▸ **Exercise goal**
Please write out the passage below on keeping editorial work going through Ukraine's power outages, word for word and in full.

━━━━━ Passage provided

Everyone who either had no electricity or communication or people who had those tools only periodically used every opportunity to get involved in the work. The editorial chat has turned into a kind of roll call: who is doing what.

We try to coordinate all the work through chats. On the day of a power outage, we try to proofread everything and set it up at the first opportunity. And the best opportunity occurs at night, when the voltage in the power grid is more or less stable, making it possible to work.

Our editors and translators in Kyiv try to find a place with electricity during power outages: metro, coffee shops, coworking spaces.

And thank God generators are running at the Ukrainian Catholic University, which helps us immensely. However, due to long-lasting alarms in the morning, it is not always possible to get to UCU.

I must say I was preparing for a total blackout, probably immediately after the first rocket hit the electrical substation in Lviv. There are always warm clothes, a power bank and a thermos at home. An emergency suitcase with documents is packed and ready. Since the beginning of the war, I have replenished my stocks of rechargeable flashlights and candles. The most important thing is to diversify the sources of communication. This is what all Ukrainians do now.

We can also go to the “Points of Invincibility,” opened in every Ukrainian city. There, people can have access to the internet and warm up. We cannot be broken. We will overcome these trials, for God is with us, as is the truth. Evil must be punished, for such is God’s truth and the truth of life. The world should hear and know about the life of Ukraine during the war, particularly religious life. Such is the primary mission of RISU.

━━━━━━━━━━
━━━━━ Information shown

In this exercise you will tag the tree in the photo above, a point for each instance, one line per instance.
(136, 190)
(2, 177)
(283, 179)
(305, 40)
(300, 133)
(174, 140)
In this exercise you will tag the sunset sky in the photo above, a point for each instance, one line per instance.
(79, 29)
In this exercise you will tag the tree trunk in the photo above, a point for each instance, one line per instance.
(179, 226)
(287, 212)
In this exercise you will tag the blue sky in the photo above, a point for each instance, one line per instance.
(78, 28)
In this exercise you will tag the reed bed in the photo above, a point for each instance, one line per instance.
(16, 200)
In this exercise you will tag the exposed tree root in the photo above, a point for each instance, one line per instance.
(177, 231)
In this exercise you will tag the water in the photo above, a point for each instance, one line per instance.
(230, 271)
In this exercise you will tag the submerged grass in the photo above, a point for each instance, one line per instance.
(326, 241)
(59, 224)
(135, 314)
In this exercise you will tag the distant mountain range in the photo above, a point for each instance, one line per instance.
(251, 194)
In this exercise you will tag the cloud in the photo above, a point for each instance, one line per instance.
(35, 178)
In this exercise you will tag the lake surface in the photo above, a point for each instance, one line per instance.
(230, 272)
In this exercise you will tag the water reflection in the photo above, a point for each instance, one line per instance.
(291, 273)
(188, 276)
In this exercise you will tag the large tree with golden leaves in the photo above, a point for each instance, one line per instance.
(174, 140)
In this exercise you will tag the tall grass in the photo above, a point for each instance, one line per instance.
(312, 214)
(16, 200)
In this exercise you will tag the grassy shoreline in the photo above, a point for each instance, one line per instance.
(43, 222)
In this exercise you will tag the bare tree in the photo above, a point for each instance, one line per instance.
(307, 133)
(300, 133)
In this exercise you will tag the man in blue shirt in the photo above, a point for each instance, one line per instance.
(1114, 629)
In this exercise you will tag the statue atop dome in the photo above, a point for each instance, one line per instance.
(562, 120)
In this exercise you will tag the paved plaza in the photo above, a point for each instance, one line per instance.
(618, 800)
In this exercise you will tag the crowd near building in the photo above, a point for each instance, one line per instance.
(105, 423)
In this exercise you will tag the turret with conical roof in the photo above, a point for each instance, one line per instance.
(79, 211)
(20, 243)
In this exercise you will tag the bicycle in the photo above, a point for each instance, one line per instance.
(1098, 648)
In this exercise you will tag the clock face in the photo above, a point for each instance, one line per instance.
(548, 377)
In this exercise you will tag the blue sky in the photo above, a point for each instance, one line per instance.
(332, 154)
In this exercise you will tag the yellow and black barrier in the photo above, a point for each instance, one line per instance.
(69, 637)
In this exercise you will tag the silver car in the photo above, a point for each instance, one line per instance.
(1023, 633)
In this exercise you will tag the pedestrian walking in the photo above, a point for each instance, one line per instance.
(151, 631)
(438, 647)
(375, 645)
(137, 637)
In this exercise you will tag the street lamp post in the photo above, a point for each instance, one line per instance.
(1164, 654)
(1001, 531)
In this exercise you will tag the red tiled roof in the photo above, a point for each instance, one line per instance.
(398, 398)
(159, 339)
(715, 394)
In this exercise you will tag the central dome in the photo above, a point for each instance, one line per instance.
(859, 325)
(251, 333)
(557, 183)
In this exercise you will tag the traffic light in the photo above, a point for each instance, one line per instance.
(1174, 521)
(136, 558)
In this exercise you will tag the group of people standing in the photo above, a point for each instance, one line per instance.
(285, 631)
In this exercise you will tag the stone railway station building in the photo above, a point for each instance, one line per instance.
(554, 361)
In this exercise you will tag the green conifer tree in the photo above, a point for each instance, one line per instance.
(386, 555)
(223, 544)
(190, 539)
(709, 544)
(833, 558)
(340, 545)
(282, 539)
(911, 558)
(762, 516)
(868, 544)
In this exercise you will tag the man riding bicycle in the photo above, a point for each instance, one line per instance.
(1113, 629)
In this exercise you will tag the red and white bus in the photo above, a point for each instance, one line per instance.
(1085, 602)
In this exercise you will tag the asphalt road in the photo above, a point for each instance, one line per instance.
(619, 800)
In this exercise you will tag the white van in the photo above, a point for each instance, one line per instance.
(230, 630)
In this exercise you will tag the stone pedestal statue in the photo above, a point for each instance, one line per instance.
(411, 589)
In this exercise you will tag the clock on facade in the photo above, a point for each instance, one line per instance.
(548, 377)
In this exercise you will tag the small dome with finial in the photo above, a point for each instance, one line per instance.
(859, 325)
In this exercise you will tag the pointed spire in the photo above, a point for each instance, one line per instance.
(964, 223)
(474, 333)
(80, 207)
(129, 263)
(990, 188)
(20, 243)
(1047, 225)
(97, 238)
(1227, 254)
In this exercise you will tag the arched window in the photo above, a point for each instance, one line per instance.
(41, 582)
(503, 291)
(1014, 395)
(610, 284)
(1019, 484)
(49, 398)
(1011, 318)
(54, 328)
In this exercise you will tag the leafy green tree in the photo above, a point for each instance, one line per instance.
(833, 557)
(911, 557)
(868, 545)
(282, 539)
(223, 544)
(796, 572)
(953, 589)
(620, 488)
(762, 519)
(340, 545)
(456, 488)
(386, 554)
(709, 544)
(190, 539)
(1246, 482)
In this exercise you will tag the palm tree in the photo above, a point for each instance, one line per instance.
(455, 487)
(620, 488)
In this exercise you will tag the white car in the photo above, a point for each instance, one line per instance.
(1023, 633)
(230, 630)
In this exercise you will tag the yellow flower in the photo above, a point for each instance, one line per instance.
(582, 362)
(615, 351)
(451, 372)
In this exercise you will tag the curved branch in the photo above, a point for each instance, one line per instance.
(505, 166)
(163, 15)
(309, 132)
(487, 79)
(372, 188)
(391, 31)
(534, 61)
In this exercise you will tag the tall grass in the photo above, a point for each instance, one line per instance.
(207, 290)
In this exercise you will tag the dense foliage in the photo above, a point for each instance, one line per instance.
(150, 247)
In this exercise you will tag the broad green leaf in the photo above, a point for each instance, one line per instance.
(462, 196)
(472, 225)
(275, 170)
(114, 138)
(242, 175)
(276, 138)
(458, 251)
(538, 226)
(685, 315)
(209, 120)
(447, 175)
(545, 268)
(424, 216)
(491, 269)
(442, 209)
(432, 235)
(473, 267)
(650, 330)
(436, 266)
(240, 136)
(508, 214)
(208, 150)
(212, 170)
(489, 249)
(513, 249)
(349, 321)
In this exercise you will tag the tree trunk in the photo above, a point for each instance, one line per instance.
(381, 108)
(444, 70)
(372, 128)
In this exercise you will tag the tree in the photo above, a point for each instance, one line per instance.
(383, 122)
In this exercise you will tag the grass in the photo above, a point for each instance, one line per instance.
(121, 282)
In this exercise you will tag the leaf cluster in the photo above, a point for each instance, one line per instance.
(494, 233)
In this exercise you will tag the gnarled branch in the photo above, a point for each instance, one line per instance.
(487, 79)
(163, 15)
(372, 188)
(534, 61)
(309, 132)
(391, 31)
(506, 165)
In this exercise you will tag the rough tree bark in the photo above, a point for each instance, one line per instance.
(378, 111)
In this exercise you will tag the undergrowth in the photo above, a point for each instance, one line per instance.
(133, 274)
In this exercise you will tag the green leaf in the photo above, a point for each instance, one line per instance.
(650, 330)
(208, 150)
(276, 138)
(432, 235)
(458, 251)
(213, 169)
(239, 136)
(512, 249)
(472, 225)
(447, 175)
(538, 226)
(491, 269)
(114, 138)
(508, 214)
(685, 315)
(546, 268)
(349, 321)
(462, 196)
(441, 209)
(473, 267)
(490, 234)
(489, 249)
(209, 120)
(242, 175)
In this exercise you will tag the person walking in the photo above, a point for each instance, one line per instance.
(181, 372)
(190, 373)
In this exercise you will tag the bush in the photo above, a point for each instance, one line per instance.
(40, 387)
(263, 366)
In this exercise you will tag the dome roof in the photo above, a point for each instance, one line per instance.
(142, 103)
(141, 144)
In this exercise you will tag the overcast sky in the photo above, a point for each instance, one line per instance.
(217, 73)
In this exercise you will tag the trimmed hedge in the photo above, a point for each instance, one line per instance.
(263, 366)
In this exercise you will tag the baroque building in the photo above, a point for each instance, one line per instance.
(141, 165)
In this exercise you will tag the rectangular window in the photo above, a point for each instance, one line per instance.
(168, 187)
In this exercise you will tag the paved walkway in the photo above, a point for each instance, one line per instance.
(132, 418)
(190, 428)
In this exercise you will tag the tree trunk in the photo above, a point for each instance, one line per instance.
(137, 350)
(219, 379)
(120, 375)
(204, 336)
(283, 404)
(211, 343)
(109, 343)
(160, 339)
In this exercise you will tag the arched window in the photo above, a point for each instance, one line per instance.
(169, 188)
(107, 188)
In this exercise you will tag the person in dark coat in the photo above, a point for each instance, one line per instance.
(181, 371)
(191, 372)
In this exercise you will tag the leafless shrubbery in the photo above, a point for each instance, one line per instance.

━━━━━━━━━━

▸ **In response**
Everyone who either had no electricity or communication or people who had those tools only periodically used every opportunity to get involved in the work. The editorial chat has turned into a kind of roll call: who is doing what.

We try to coordinate all the work through chats. On the day of a power outage, we try to proofread everything and set it up at the first opportunity. And the best opportunity occurs at night, when the voltage in the power grid is more or less stable, making it possible to work.

Our editors and translators in Kyiv try to find a place with electricity during power outages: metro, coffee shops, coworking spaces.

And thank God generators are running at the Ukrainian Catholic University, which helps us immensely. However, due to long-lasting alarms in the morning, it is not always possible to get to UCU.

I must say I was preparing for a total blackout, probably immediately after the first rocket hit the electrical substation in Lviv. There are always warm clothes, a power bank and a thermos at home. An emergency suitcase with documents is packed and ready. Since the beginning of the war, I have replenished my stocks of rechargeable flashlights and candles. The most important thing is to diversify the sources of communication. This is what all Ukrainians do now.

We can also go to the “Points of Invincibility,” opened in every Ukrainian city. There, people can have access to the internet and warm up. We cannot be broken. We will overcome these trials, for God is with us, as is the truth. Evil must be punished, for such is God’s truth and the truth of life. The world should hear and know about the life of Ukraine during the war, particularly religious life. Such is the primary mission of RISU.